WORK TO BE COMPLETED:
One number is the whole answer: the tally of lines in the records that include the word "target".

DATASET ENTRIES:
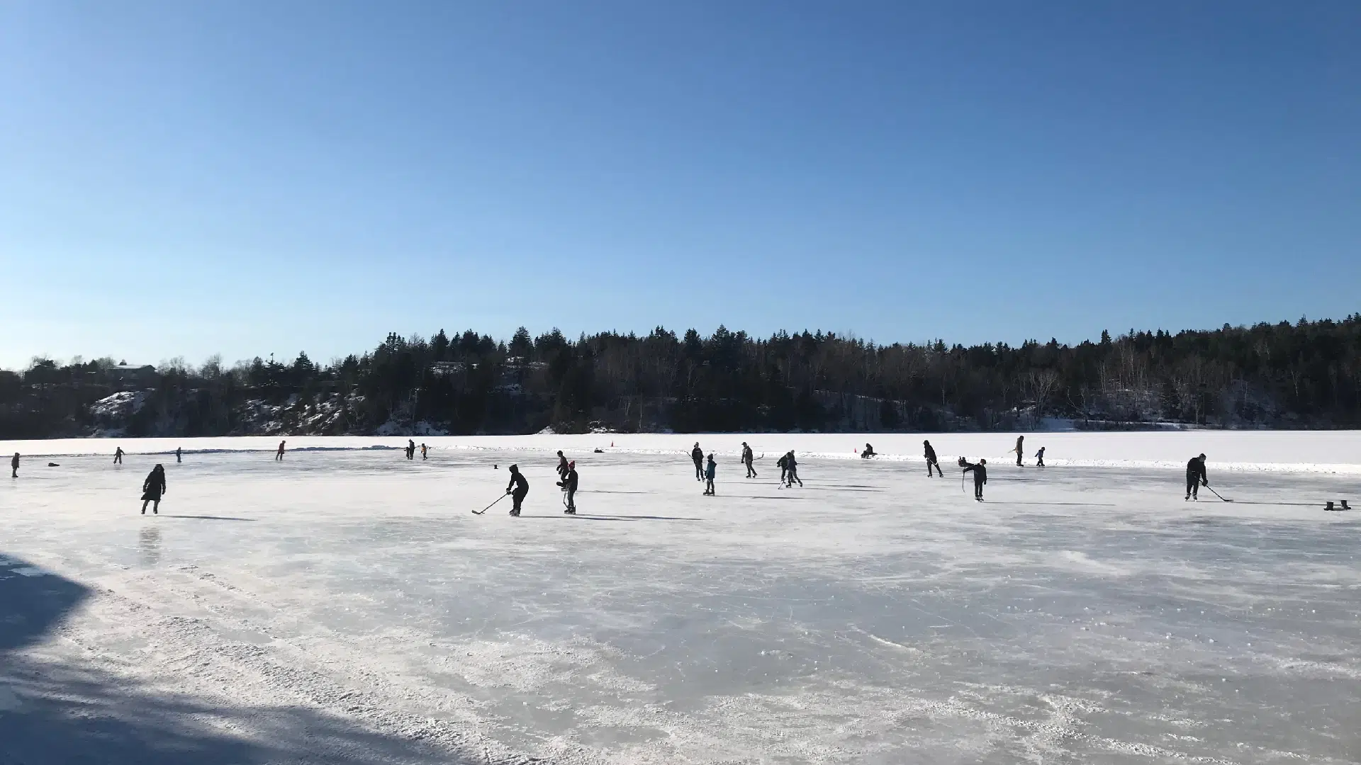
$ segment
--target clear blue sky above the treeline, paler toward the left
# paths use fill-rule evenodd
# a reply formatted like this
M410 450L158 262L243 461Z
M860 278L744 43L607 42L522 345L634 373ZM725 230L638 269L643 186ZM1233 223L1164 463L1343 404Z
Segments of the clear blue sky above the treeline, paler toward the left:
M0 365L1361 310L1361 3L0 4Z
...
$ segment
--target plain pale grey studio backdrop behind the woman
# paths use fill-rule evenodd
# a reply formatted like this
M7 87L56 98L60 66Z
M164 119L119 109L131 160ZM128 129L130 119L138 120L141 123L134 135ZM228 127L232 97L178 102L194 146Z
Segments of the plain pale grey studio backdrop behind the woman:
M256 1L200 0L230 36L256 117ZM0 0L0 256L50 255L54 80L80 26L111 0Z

SOLUTION:
2